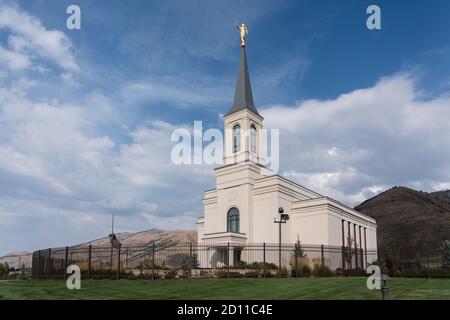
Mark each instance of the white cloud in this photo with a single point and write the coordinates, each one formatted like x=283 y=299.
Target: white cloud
x=56 y=167
x=355 y=145
x=14 y=60
x=29 y=38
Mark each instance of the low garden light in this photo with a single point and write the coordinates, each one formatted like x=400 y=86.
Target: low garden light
x=385 y=287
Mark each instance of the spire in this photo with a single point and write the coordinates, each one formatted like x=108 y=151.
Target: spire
x=243 y=97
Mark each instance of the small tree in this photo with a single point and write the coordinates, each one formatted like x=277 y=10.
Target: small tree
x=349 y=250
x=299 y=261
x=445 y=248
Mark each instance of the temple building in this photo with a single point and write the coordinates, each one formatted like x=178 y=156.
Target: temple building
x=241 y=209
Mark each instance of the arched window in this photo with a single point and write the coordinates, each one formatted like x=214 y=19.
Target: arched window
x=253 y=139
x=236 y=138
x=233 y=220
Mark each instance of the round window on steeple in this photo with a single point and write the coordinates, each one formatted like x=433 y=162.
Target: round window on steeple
x=236 y=138
x=253 y=139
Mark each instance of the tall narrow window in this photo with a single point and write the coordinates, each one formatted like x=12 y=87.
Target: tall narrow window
x=233 y=220
x=236 y=138
x=253 y=139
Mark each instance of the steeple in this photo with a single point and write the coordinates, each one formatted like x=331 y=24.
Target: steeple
x=243 y=97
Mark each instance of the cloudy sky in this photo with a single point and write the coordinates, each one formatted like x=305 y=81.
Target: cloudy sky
x=86 y=115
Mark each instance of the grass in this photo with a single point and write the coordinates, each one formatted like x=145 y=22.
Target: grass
x=222 y=289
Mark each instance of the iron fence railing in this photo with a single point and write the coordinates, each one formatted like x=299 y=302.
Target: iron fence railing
x=168 y=260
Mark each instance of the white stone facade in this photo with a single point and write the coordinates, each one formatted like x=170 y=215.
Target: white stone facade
x=244 y=183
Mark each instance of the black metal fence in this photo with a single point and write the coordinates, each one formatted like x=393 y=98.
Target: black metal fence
x=185 y=260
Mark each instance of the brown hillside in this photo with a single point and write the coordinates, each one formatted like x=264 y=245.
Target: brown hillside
x=410 y=223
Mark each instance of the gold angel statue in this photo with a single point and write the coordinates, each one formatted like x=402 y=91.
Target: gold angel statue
x=243 y=30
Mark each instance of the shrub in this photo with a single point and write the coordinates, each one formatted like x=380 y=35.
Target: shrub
x=302 y=269
x=322 y=271
x=171 y=274
x=231 y=274
x=283 y=273
x=252 y=274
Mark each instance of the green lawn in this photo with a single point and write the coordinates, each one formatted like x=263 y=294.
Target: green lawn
x=302 y=288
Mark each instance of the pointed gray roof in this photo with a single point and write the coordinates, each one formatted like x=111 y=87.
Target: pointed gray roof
x=243 y=97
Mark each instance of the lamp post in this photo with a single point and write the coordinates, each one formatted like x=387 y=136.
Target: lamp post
x=283 y=217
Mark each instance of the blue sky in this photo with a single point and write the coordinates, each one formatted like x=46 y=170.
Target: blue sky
x=86 y=115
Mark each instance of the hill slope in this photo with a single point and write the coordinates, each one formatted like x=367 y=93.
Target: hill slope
x=410 y=223
x=126 y=238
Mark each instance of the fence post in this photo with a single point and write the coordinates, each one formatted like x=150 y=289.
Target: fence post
x=118 y=263
x=322 y=258
x=111 y=258
x=89 y=262
x=66 y=256
x=264 y=259
x=153 y=261
x=228 y=260
x=190 y=259
x=38 y=270
x=49 y=262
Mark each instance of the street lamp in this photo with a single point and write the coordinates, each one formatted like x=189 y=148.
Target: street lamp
x=283 y=217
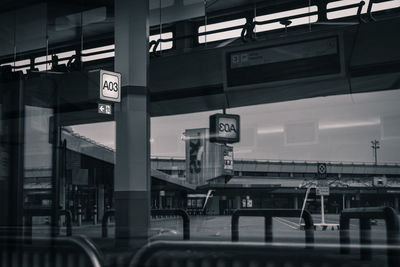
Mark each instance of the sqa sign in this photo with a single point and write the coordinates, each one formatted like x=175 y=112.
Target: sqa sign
x=110 y=86
x=225 y=128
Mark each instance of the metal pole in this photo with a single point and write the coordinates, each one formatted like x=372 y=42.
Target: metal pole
x=322 y=210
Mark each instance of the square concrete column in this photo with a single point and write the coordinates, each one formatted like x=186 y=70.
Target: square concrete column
x=132 y=168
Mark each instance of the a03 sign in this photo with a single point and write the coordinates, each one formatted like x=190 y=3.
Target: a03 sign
x=110 y=86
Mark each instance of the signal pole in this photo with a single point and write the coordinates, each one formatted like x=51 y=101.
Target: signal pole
x=375 y=146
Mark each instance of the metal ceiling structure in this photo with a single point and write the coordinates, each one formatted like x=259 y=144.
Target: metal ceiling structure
x=191 y=77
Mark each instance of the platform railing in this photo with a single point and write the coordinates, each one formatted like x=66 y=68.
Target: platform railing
x=365 y=215
x=74 y=251
x=162 y=212
x=268 y=214
x=176 y=212
x=245 y=254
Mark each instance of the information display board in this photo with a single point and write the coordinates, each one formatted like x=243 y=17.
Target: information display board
x=224 y=128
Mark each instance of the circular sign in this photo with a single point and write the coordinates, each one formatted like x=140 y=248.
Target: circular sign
x=322 y=168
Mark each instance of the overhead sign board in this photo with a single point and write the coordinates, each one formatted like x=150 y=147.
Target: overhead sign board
x=283 y=62
x=323 y=191
x=110 y=86
x=321 y=170
x=224 y=128
x=228 y=160
x=104 y=109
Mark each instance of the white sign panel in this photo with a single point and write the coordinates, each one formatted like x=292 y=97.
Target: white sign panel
x=105 y=109
x=224 y=128
x=227 y=128
x=322 y=191
x=110 y=86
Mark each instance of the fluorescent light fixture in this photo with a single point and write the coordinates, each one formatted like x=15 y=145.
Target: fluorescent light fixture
x=295 y=22
x=353 y=11
x=271 y=130
x=327 y=126
x=221 y=35
x=324 y=126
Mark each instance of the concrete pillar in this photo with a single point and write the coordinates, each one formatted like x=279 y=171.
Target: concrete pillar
x=296 y=203
x=348 y=203
x=132 y=168
x=100 y=202
x=396 y=203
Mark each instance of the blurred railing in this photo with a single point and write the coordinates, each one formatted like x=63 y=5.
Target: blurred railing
x=56 y=252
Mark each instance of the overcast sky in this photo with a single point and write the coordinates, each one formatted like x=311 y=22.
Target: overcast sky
x=334 y=128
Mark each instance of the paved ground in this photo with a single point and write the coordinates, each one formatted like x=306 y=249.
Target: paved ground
x=218 y=228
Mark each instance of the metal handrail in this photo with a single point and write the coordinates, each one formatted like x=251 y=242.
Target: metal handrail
x=163 y=212
x=365 y=215
x=268 y=214
x=216 y=253
x=81 y=243
x=176 y=212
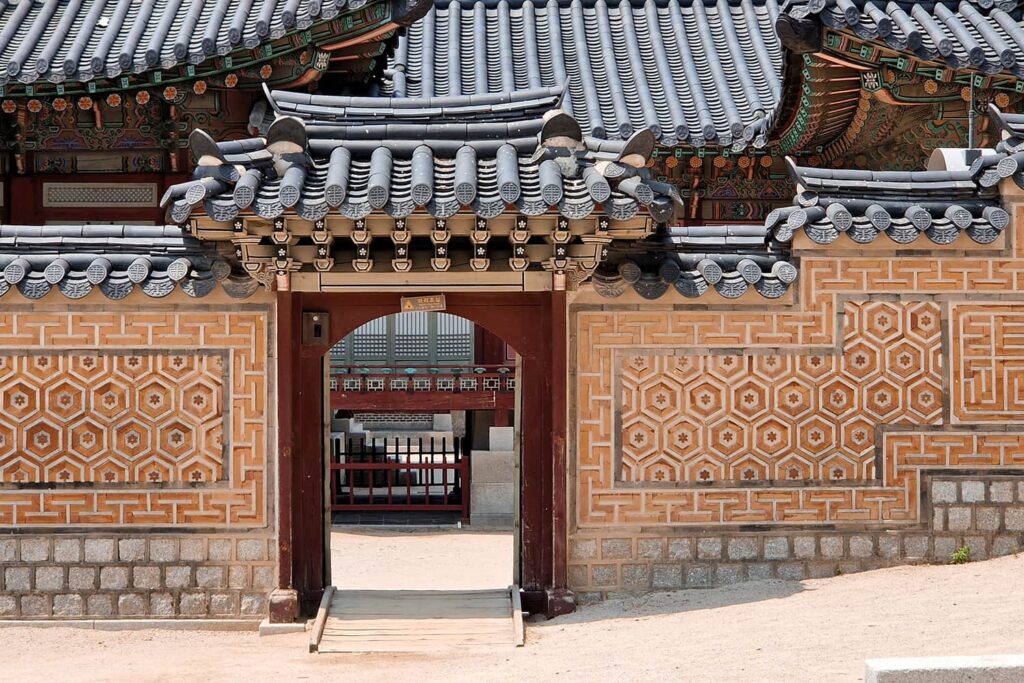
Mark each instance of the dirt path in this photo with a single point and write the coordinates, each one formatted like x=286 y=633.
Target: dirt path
x=442 y=558
x=767 y=631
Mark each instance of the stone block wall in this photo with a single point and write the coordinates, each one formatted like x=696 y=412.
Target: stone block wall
x=984 y=513
x=47 y=577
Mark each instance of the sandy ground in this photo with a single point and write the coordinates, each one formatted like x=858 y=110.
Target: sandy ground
x=767 y=631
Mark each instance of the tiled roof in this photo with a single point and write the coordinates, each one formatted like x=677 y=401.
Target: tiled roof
x=440 y=156
x=115 y=259
x=81 y=40
x=983 y=35
x=694 y=260
x=697 y=73
x=901 y=204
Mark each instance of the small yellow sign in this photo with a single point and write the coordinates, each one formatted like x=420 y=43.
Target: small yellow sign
x=430 y=302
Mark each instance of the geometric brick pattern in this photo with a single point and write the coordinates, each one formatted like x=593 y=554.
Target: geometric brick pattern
x=112 y=418
x=616 y=484
x=988 y=360
x=776 y=417
x=183 y=441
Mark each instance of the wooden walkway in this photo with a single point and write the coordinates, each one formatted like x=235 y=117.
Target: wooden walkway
x=417 y=621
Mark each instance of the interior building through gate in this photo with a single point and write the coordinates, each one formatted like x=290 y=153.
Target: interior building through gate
x=722 y=290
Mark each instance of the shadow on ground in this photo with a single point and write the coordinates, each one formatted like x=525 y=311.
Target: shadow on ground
x=626 y=606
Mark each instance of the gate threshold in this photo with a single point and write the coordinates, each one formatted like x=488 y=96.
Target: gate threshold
x=417 y=621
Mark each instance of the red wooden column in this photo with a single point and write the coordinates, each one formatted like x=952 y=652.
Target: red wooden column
x=559 y=599
x=285 y=599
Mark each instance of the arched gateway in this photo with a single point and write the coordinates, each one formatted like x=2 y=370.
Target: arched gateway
x=344 y=226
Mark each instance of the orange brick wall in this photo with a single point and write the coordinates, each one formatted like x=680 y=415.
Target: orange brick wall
x=122 y=427
x=826 y=413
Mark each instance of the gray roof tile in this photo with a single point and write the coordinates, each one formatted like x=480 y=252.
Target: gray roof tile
x=81 y=40
x=982 y=35
x=116 y=259
x=695 y=73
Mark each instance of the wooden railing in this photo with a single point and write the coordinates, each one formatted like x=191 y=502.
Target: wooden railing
x=399 y=474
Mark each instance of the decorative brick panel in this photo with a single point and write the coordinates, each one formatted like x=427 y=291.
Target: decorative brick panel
x=988 y=361
x=770 y=417
x=826 y=413
x=112 y=418
x=164 y=413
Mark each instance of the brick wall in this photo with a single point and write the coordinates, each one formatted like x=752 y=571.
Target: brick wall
x=714 y=442
x=112 y=575
x=984 y=513
x=135 y=476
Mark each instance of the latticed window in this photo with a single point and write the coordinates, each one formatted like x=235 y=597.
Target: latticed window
x=418 y=338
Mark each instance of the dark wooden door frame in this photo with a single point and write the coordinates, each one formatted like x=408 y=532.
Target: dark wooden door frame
x=534 y=324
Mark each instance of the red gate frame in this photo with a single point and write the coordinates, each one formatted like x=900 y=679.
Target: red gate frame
x=534 y=324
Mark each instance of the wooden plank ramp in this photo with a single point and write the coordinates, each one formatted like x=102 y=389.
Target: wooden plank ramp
x=417 y=621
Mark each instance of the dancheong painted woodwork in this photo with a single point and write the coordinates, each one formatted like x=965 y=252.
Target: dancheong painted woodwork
x=762 y=263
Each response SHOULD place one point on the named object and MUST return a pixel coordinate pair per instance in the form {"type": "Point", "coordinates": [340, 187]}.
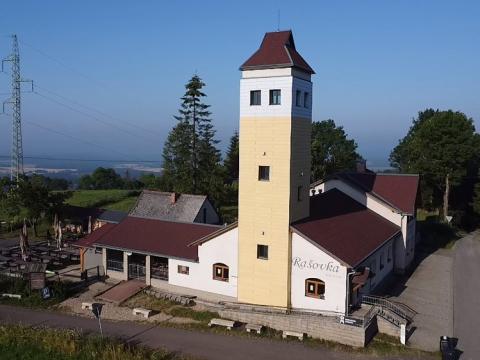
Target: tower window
{"type": "Point", "coordinates": [264, 173]}
{"type": "Point", "coordinates": [220, 272]}
{"type": "Point", "coordinates": [306, 99]}
{"type": "Point", "coordinates": [275, 97]}
{"type": "Point", "coordinates": [255, 97]}
{"type": "Point", "coordinates": [262, 252]}
{"type": "Point", "coordinates": [298, 98]}
{"type": "Point", "coordinates": [299, 193]}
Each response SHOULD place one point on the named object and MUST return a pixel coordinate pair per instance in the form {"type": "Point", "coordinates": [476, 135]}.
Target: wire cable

——————

- Exercise brief: Please render the items between the line holding "Mark each instance of the fluorescent" and the line holding "x=324 y=126", inclusive, as a two-column CSV with the headers text and answer. Give one row per item, with each field in quotation marks and its line breaks turned into spaces.

- Written response:
text,answer
"Mark each instance of the fluorescent light fixture in this photo with a single point and write the coordinates, each one formatted like x=15 y=145. Target: fluorescent light fixture","x=295 y=22 x=353 y=11 x=271 y=130 x=327 y=126 x=221 y=35 x=324 y=126"